[PASSAGE EXTRAIT]

►

Ce petit pitch étant fait, autant vous dire que la réalité va bien au-delà de la forme un peu simpliste du résumé. Comme à l'ordinaire avec CARRISI, il n'est pas question ici d'un énième polar qui, aussi distrayant puisse-t-il être, ira vite se noyer dans la marée de romans noirs qui sort chaque année pour finir par s'échouer sur vos étagères poussiéreuses.

Ce qui rend si spécial l'auteur est ce sens profond pour la véritable littérature, sa forme, sa richesse voire parfois sa technicité. Chacune de ses productions, derrière cette trame policière, renferment de véritables petits joyaux qui éveilleront les lecteurs du dimanche et rallieront les plus avertis et amoureux du classicisme à ce genre, plus contemporain.

◄

[ENTRÉES EXTRAITES]

►

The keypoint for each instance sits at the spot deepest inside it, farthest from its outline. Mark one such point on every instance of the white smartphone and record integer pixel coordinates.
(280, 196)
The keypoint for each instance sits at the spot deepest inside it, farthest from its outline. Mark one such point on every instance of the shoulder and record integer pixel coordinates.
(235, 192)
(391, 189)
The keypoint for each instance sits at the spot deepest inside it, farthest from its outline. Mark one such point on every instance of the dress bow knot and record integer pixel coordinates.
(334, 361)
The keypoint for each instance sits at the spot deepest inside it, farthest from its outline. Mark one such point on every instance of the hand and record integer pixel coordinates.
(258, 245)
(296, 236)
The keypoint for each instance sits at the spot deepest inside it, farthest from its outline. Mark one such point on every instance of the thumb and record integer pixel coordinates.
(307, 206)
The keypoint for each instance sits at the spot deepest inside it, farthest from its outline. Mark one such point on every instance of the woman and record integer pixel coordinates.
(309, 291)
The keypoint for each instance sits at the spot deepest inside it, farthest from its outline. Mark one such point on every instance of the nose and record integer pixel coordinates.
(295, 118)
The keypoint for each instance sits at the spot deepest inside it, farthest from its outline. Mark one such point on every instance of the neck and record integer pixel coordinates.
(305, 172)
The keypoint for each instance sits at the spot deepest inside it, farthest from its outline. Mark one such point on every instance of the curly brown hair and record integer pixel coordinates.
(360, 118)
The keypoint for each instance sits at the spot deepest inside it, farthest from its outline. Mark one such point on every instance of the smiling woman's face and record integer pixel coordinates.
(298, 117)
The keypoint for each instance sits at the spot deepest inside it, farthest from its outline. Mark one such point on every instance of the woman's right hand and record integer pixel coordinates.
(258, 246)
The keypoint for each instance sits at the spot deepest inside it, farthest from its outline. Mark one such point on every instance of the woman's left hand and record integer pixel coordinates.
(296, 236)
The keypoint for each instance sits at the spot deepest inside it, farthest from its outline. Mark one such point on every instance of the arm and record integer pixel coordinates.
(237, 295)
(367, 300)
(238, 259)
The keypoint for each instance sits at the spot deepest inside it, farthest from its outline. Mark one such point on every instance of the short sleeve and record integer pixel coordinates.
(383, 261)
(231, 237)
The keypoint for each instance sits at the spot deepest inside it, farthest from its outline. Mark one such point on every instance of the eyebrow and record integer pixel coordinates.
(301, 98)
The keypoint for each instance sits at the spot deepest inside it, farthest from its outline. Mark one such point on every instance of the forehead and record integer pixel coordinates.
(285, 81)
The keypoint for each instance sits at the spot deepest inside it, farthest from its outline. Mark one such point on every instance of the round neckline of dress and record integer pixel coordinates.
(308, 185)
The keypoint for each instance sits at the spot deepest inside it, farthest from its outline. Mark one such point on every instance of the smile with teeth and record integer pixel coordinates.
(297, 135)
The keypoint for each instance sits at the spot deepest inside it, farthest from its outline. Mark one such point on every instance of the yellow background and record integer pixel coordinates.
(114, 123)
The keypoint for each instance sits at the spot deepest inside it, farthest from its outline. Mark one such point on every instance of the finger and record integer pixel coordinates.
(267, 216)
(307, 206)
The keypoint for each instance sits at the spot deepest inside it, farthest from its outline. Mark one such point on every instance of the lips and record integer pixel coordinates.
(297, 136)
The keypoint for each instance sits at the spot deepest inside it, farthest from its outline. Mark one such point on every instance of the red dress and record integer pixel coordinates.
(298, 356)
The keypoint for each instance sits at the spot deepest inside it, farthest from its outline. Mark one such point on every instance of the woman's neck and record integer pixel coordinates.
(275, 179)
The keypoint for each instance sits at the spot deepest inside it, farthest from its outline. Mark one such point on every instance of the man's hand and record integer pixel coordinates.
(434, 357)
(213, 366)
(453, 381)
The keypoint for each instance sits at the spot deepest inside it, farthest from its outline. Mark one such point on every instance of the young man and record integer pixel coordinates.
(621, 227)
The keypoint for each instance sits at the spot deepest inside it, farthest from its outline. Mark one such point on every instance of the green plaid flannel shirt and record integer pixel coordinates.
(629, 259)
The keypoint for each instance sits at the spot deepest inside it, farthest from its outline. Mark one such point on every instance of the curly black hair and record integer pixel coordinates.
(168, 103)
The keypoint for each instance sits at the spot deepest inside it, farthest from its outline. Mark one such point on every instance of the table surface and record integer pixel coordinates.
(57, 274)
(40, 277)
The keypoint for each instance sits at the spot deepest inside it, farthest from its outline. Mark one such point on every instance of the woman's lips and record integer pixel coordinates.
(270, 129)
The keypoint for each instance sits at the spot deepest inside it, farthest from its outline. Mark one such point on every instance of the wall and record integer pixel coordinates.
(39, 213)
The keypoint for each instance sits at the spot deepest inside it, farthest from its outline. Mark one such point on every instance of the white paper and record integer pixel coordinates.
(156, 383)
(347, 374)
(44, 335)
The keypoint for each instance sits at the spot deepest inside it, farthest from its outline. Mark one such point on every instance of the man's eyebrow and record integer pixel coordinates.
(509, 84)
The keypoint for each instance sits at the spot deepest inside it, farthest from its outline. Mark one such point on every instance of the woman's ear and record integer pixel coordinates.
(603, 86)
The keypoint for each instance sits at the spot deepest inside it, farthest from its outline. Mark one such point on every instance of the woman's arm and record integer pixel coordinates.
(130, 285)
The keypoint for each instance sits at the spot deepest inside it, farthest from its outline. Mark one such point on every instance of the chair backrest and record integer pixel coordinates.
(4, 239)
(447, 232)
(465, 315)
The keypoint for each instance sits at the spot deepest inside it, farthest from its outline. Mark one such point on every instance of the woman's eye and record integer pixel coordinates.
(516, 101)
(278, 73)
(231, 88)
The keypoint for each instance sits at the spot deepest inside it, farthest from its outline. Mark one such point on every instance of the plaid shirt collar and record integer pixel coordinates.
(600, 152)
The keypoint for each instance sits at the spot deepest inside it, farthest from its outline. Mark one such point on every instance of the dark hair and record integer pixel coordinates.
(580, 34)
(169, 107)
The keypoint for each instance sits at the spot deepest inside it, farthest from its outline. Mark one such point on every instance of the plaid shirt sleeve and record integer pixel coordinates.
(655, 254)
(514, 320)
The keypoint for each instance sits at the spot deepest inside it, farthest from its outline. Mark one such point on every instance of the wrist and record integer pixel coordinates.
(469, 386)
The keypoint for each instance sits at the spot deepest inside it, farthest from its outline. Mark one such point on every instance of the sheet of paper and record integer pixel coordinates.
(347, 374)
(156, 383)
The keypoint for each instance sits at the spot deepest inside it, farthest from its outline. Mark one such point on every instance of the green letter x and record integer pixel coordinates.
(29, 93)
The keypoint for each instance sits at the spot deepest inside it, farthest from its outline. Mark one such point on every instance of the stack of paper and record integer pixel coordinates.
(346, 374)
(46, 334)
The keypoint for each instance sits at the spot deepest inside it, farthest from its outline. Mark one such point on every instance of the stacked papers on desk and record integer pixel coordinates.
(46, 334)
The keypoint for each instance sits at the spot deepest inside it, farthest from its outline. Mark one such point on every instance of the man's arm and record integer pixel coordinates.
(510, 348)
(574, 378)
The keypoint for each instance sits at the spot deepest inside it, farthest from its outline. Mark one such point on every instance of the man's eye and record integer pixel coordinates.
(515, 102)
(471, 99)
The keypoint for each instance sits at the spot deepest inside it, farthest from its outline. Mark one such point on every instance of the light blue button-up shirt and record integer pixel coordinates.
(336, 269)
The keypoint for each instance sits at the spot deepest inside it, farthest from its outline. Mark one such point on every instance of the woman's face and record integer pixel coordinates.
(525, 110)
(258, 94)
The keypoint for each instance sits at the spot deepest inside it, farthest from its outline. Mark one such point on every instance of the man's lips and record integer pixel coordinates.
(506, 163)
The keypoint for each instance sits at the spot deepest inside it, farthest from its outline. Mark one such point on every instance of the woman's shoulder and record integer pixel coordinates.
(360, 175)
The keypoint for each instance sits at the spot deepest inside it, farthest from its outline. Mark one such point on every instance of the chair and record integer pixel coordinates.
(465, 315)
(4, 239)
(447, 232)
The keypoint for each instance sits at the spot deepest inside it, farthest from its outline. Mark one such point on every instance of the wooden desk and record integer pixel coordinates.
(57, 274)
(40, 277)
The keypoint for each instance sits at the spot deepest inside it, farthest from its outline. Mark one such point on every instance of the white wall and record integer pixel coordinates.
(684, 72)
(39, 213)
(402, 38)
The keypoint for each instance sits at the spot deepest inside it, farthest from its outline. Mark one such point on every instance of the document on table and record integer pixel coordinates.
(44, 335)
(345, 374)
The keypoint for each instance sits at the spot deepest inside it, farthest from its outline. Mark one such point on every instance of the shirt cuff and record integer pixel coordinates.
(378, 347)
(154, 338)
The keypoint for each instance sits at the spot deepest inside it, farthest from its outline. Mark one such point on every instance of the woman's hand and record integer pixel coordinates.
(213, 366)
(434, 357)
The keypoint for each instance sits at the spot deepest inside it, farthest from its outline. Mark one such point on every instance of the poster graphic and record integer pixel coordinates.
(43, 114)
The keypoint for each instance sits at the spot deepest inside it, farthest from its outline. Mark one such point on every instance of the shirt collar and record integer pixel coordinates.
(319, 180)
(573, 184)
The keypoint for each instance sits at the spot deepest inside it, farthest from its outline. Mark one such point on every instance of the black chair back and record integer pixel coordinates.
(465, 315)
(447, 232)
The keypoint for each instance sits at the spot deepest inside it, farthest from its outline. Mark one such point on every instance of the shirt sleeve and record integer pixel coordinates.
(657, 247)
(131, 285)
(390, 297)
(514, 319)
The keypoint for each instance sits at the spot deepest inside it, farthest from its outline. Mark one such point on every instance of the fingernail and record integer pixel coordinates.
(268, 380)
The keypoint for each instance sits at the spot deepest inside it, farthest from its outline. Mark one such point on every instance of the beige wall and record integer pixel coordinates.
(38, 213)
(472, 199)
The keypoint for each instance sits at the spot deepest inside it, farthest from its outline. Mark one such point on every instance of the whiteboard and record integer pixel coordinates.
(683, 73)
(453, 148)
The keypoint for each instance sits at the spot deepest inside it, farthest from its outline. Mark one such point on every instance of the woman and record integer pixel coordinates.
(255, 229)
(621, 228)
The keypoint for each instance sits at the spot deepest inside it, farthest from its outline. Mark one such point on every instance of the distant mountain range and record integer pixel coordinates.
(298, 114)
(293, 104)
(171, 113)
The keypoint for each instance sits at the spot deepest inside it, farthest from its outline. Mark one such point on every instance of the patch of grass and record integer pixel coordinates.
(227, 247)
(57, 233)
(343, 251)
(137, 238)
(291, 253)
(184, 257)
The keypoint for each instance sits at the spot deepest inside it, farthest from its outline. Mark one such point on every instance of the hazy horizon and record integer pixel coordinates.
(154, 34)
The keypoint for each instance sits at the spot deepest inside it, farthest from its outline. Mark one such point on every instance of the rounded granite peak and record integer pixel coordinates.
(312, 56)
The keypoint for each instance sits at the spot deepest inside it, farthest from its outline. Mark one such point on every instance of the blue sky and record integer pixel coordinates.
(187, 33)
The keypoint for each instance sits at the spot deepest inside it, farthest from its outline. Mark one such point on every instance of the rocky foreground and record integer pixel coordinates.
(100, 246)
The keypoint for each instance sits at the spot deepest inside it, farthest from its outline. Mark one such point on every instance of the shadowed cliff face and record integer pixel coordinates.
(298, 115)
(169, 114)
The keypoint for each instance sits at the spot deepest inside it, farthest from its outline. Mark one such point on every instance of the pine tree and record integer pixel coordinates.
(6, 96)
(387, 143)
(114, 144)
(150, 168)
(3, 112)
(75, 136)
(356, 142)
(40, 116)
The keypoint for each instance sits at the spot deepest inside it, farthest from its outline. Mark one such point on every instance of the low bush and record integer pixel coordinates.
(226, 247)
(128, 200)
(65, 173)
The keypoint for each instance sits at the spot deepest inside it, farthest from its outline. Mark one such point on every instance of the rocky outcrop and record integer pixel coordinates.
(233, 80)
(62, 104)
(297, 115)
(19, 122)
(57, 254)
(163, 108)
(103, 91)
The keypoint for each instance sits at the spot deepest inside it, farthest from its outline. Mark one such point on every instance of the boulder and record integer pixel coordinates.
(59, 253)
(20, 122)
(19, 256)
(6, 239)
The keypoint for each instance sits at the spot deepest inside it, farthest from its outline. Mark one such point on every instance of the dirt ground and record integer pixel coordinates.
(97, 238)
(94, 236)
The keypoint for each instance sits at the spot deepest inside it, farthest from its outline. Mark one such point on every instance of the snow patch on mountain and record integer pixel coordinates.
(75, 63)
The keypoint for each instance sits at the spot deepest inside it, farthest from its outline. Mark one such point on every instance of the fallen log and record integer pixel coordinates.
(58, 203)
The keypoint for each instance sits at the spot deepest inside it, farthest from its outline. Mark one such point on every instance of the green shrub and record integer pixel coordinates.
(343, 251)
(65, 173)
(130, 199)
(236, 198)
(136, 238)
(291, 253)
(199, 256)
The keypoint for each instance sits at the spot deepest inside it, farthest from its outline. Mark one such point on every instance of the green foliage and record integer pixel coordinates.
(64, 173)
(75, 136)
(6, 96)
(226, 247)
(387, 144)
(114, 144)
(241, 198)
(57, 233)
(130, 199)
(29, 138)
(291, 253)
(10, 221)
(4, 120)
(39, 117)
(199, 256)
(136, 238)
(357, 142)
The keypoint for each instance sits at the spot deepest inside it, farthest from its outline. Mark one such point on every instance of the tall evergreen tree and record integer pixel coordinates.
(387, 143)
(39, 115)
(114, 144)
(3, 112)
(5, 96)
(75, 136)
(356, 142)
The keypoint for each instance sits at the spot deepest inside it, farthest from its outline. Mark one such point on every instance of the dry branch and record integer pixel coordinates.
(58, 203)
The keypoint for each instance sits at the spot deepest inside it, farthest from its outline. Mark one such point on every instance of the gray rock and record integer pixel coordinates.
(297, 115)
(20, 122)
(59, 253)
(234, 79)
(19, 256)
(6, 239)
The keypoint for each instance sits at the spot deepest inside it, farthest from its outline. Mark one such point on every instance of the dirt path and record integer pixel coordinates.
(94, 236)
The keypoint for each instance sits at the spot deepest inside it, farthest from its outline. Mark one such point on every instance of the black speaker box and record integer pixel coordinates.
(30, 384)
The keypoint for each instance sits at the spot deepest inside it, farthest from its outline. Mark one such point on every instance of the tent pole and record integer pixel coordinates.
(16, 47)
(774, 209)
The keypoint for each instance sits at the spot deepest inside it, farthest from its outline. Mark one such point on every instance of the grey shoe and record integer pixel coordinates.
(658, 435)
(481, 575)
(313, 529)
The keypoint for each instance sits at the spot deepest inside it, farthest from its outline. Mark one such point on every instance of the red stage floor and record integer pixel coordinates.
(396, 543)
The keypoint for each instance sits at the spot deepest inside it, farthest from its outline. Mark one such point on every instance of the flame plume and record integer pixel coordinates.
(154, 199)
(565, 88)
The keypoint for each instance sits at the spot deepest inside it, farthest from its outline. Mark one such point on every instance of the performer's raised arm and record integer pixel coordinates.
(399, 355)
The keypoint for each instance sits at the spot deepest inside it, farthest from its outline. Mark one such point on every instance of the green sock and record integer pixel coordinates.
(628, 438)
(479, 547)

◄

[OBJECTIF] Reproduisez à l'identique le passage sur l'œuvre de Carrisi, en commençant à « Ce petit pitch » et en terminant à « genre, plus contemporain. ». Les lignes ne sont pas nécessaires ici.

[RÉPONSE COMPLÈTE]
Ce petit pitch étant fait, autant vous dire que la réalité va bien au-delà de la forme un peu simpliste du résumé. Comme à l'ordinaire avec CARRISI, il n'est pas question ici d'un énième polar qui, aussi distrayant puisse-t-il être, ira vite se noyer dans la marée de romans noirs qui sort chaque année pour finir par s'échouer sur vos étagères poussiéreuses.

Ce qui rend si spécial l'auteur est ce sens profond pour la véritable littérature, sa forme, sa richesse voire parfois sa technicité. Chacune de ses productions, derrière cette trame policière, renferment de véritables petits joyaux qui éveilleront les lecteurs du dimanche et rallieront les plus avertis et amoureux du classicisme à ce genre, plus contemporain.